We don't have to argue it. We just declare it. We just declare
it. There are many things that we
should be willing to lay aside for the good of the peace of
the church and for the gospel. Customs and personal preferences
and culture. Plenty of things that we need
to lay aside in terms of our own personal rights and feelings
for the sake of union among the brethren. But the gospel is not
one of them. To try to compromise the gospel
is to destroy the gospel. They wanted to maintain their
ceremonies and their sacrifices and their holy days and their
dietary laws and have the gospel too. At best, at best, they were confusing
the gospel, but in the end, those sort of things only result in
destroying the gospel. They deny the finished work of
Christ. The apostles' attempt to justify
themselves and squelch the objections of the Jews had just the opposite
effect. It only made people more bold
to be more angry at him. It brought more animosity and
more division. We don't find common ground.
Don't try to find it. There is none. In the book of Nehemiah, Chapters 4, 5, and 6, Nehemiah
comes back from the Babylonian captivity, given instructions
by God to rebuild the city of Jerusalem, the temple, the wall,
and to set the gates. And as he's doing it, two men,
one by the name of Sanballat, Now Sanballat, when the Babylonians
came in 70 years earlier, they did what they often did. They left behind the Jews that
weren't profitable to them, and then they brought men and women
from other pagan nations and brought them into the land to
intermarry to destroy their culture and to destroy their religion.
And it's exactly the effect that it had because Sanballat was
the father of the Samaritans. These Jews that had intermarried
with pagans during the Babylonian captivity. And so now when the
Jews come back, who have preserved their lineage, Sanballat is threatened
by them. He had already intermarried with
pagans. Isn't this what happens when
men weaken the gospel by compromising it with other religions? Tobiah. Tobiah, the scripture says, was
an Ammonite. Now, Ammon and Moab were the
two sons given birth to by Lot's insetuous relationship with his
daughters. And the Moabites and the Ammonites
were constant trouble for the Israelites. And that's where
Tobiah was from. So now we have these two men
picturing compromising of the gospel. One who gives birth illicitly
to two children shamefully and become enemies of the people
of God. And the other who intermarries
with pagans and brings about shame to them. And they're threatened
by these Jews now are coming back with a pure gospel. They're
building the building of the temple and the setting of the
doors and the building of the wall and the reestablishment
of Jerusalem. You understand the gospel implications
of that. It doesn't have anything to do
with building town. It has to do with what we're
doing right now. It's building the gospel, building
the gospel. The purity of the gospel had
to be established. And these men were threatened
by it. And they started out by making false accusations about
Nehemiah. They said, he's an insurrectionist.
He's, he's doing this because he's going to build an army and
go against the King, which wasn't true. And then they called him
all sorts of names. And, uh, and then they threatened
him with war. And Nehemiah had his workmen
with a sword in one hand and a trowel on the other hand. So
while they're working, they're also ready to defend themselves
with the word of God. That's the sword of the spirit,
the word of God. You see, the commitment that
Nehemiah had was, we're not going to compromise the gospel with
Tobiah and Nehemiah and Sanballat. We're not going to do it. Matter
of fact, he goes on to say, because Sanballat finally writes him
a letter. He writes him a letter, sends a letter five times. Five
times. And Nehemiah's answer is the
same time, five times. And in the letter he says, come
down to the valley of Ono and let's talk about it. Let's find some common ground
where we can, you know, agree to disagree on our differences.

* Collected data
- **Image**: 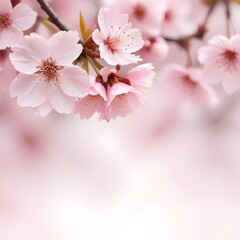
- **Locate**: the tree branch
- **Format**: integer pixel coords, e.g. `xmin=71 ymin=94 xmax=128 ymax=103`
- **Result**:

* Requests
1. In the sermon excerpt, how many times does Sanballat send Nehemiah a letter?
2. List everything the sermon excerpt says "they wanted to maintain" while also having the gospel.
3. Say whether each statement agrees with the sermon excerpt, and quote the deciding words.
(a) Tobiah was an Ammonite.
(b) The Babylonians had come in 50 years earlier.
(c) Sanballat invited Nehemiah to meet in Jerusalem.

* Task-by-task answers
1. Five times.

2.
- Their ceremonies
- Their sacrifices
- Their holy days
- Their dietary laws

3.
(a) Yes: "Tobiah, the scripture says, was an Ammonite."
(b) No: "when the Babylonians came in 70 years earlier"
(c) No: "come down to the valley of Ono and let's talk about it"